SET TASKS »
A) List every chore the piece on quitting drinking says was put off or done late on recovery weekends.
B) For each statement, say whether it agrees with the piece on quitting drinking, and quote the words that decide it: (i) The writer clearly remembers how the decision to quit was made. (ii) The writer counts nine days since the last alcoholic drink. (iii) The writer's hands shook while counting the days.

Last week we got the great idea to quit drinking. I don’t recall how the decision was made, but I’m guessing it wasn’t made while drinking, because then we would undoubtedly have yelled WE WILL NOT QUIT DRINKING BECAUSE DRINKING IS THE MOST FUN EVER OMG DID I JUST SET MY HAIR ON FIRE? I’m guessing we didn’t decide when we were hungover, because as Irish science has shown, any decision to swear off booze when you’re eating Advil and a four-pound burrito and fries is an invitation to drink not only that night, but the next morning before going to church. Teetotaling proclamations shared with the Internet are also likely to involve tweeting acts of falling off the wagon after a grand total of four hours and quite possibly kissing your yellow lab on the mouth. Yes, I’m looking at you.
Suffice it to say that the decision was made and pinky sworn to and it’s been a week and a half since I last had an alcoholic drink. As I write this, I’m forced to count the days out on my fingers – nine – so I’m taking that as a good sign. I’ve noted that my hands are steady while doing so, bringing with it great comfort that I wasn’t in DEFCON 5 drinking status. Both matter not. I just didn’t like the way I felt. Weekends, while glorious fun, were often spent in partial recovery mode. Repotting plants and cleaning air filters would have to wait. Teeth were not brushed until noon and cat nails were clipped after the couch had been scratched. The days “after” became the back burner of life, a pile of to dos that I’d get to when the date demanded or I’d run out of human or cat food. I knew I was losing that time for relatively no reason. I’d sigh and vow to do better.

DATASET RECORDS »
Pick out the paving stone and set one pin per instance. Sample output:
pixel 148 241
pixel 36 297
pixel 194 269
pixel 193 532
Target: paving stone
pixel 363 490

EXPECTED RESPONSES »
A)
- Repotting plants
- Cleaning air filters
- Brushing teeth
- Clipping cat nails

B)
(i) No: "I don’t recall how the decision was made"
(ii) Yes: "I’m forced to count the days out on my fingers – nine"
(iii) No: "I’ve noted that my hands are steady while doing so"